- Born: Emiko Ikehata March 28, 1978 (age 48) Tokyo, Japan
- Education: Keio University
- Occupation: Actress
- Years active: 2000—2010
- Spouse: Daniel Alexander ​(m. 2009)​
- Relatives: Yūzō Kayama (father); Ken Uehara (grandfather);

= Emi Ikehata =

Japanese actress (born 1978)

Emiko Ikehata (池畑恵美子, Ikehata Emiko), known professionally as Emi Ikehata, is a Japanese former actress, best known for her role as Naoko in The Grudge 3 (2009).

==Early life==
Emiko Ikehata was born 28 March 1978 to Japanese singer Yūzō Kayama and former actress Megumi Matsumoto. Her paternal grandparents are actors Ken Uehara and Yôko Kozakura. On her father's side, she is a direct descendant of Japanese Court Noble and Politician Iwakura Tomomi. Ikehata has three siblings, including eldest brother Nobuhiro Ikehata, and actors Tetsuo Yamashita and Mayuko Azusa. She studied at Keio University.

==Career==
During her third year in University, Ikehata was cast as the lead in a student film Himawari (2001), discovering a knack for acting. After graduating Keio University in 2000, Ikehata started out doing Japanese soap operas, including a recurring role in a series called Wipe Your Tears (2000) as schoolteacher Eriko Miyamoto. She also had a bit part in Song of the Canfields (2003), a film based on the single of the same name by Ryoko Moriyama, recounting the events of the Battle of Okinawa, and a supporting role in SF Whipped Cream (2002), a Sci-Fi Comedy by experimental filmmaker Takahisa Zeze.

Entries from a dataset
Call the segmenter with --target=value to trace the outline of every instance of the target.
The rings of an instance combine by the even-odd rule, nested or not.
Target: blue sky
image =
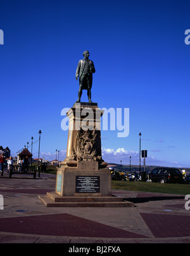
[[[129,108],[128,137],[102,131],[104,161],[138,164],[141,132],[147,165],[190,167],[189,9],[188,0],[1,0],[0,144],[14,156],[41,130],[40,156],[52,160],[57,149],[65,158],[61,111],[77,98],[88,50],[92,100]]]

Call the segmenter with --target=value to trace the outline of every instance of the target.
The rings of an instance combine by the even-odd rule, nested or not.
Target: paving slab
[[[185,195],[113,190],[134,207],[46,207],[38,196],[54,191],[56,175],[16,176],[0,178],[0,243],[190,243]]]

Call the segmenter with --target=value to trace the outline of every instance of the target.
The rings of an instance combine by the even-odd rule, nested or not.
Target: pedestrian
[[[1,175],[3,176],[3,168],[4,168],[4,166],[3,166],[3,164],[4,164],[4,154],[1,154],[1,156],[0,157],[0,168],[1,168],[1,170],[0,170],[0,172],[2,173],[1,173]]]
[[[13,165],[13,160],[12,159],[12,157],[10,156],[9,160],[8,160],[7,161],[7,164],[8,164],[8,173],[10,172],[10,171],[11,170],[11,165]]]
[[[20,167],[19,167],[19,172],[22,172],[22,160],[20,159],[20,160],[18,161],[18,164],[19,164],[19,165],[20,165]]]

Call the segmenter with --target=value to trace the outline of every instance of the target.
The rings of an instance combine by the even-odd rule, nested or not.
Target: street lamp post
[[[139,174],[141,174],[141,136],[142,134],[139,133]]]
[[[60,167],[60,151],[58,150],[58,166]]]
[[[39,133],[39,149],[38,149],[37,169],[38,169],[38,177],[40,177],[39,162],[39,152],[40,152],[40,147],[41,147],[41,133],[42,133],[41,130],[40,130],[38,133]]]
[[[32,154],[32,156],[31,156],[31,166],[32,166],[32,146],[33,146],[33,140],[34,140],[33,137],[32,137],[31,140],[32,140],[32,149],[31,149],[31,154]]]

* To-do list:
[a] Summarize the Emi Ikehata biography in two sentences.
[b] Turn the paragraph of the Emi Ikehata biography that begins "Emiko Ikehata was born 28 March 1978" into a bulleted list that keeps its main facts.
[c] According to the Emi Ikehata biography, what character did Ikehata play in her recurring role in Wipe Your Tears (2000)?

* Answers to the problems:
[a] Emi Ikehata, born Emiko Ikehata on 28 March 1978, is a Japanese former actress best known for playing Naoko in The Grudge 3 (2009). She is the daughter of singer Yūzō Kayama and former actress Megumi Matsumoto, and her paternal grandparents are actors Ken Uehara and Yôko Kozakura.

[b]
- Born 28 March 1978
- Parents: Japanese singer Yūzō Kayama and former actress Megumi Matsumoto
- Paternal grandparents: actors Ken Uehara and Yôko Kozakura
- Direct descendant, on her father's side, of Japanese Court Noble and Politician Iwakura Tomomi
- Three siblings, including eldest brother Nobuhiro Ikehata and actors Tetsuo Yamashita and Mayuko Azusa
- Studied at Keio University

[c] She played schoolteacher Eriko Miyamoto.